SELECTED PASSAGE
▬▬▬▬▬▬▬▬▬▬

Britain is an open, democratic and increasingly digital society. Technological innovation and the growth in global communication networks have enabled commerce, trade and the transfer of knowledge. British citizens, companies and the government have embraced the benefits of these ever-expanding national and international networks.
The availability of digital technology is having a profound effect on society. Computers guide our everyday activities and regulate our communications. Big data is reshaping the way we live, work and think. Digital information is helping us to identify social trends, tackle crime and prevent disease.
More information and data is being shared: between citizens themselves; between citizens and government; consumers and companies; and exchanged by the public and private sectors. Often this information is shared across national borders. Protecting privacy and ensuring data security is necessary but is thus becoming more difficult as information volumes increase and are moved and stored around the world.
The strain of technological evolution on society is particularly acute in the realms of crime, national security and public safety. Technological developments have enhanced the capacity of governments, companies and citizens to know more about individuals and to undertake surveillance, interception and data collection. The Internet has become the front line in contemporary debates about privacy and security.
Privacy is an essential prerequisite to the exercise of individual freedom, and its erosion weakens the constitutional foundations on which democracy and good governance have traditionally been based in this country.

▬▬▬▬▬▬▬▬▬▬

Image point grounding data
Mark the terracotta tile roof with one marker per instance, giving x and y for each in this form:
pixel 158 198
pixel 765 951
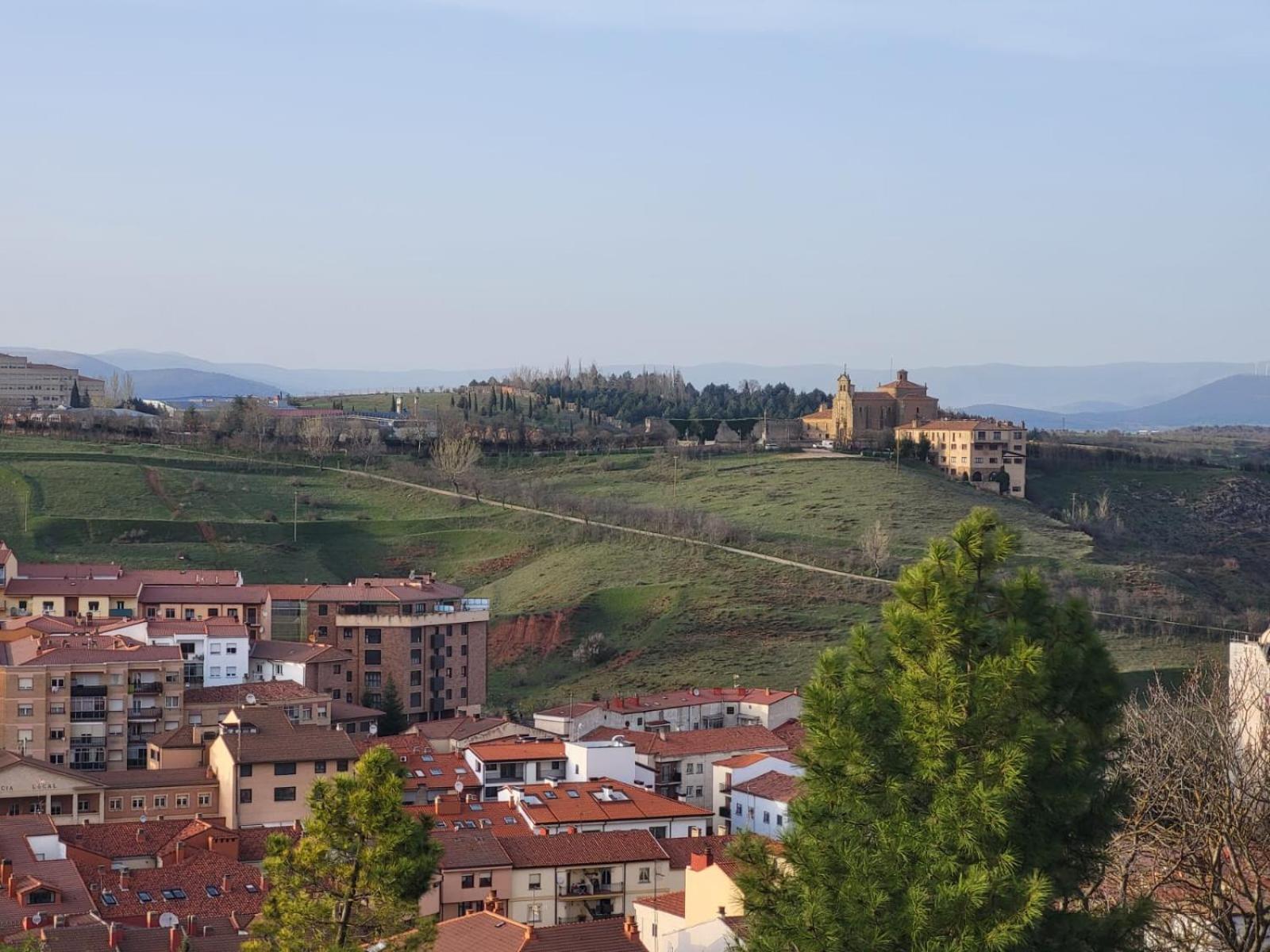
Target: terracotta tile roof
pixel 586 803
pixel 220 628
pixel 741 761
pixel 203 594
pixel 277 739
pixel 770 786
pixel 512 750
pixel 343 711
pixel 456 727
pixel 165 777
pixel 482 932
pixel 714 740
pixel 117 841
pixel 582 848
pixel 264 692
pixel 681 848
pixel 594 936
pixel 200 871
pixel 61 875
pixel 793 733
pixel 253 841
pixel 473 850
pixel 298 651
pixel 499 818
pixel 671 903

▬▬▬▬▬▬▬▬▬▬

QUESTIONS
a. In the passage on privacy in digital Britain, reproduce the text from "The strain of" to "privacy and security." word for word.
b. Per the passage on privacy in digital Britain, what has become the front line in contemporary debates about privacy and security?

SOLUTION LIST
a.
The strain of technological evolution on society is particularly acute in the realms of crime, national security and public safety. Technological developments have enhanced the capacity of governments, companies and citizens to know more about individuals and to undertake surveillance, interception and data collection. The Internet has become the front line in contemporary debates about privacy and security.

b. The Internet.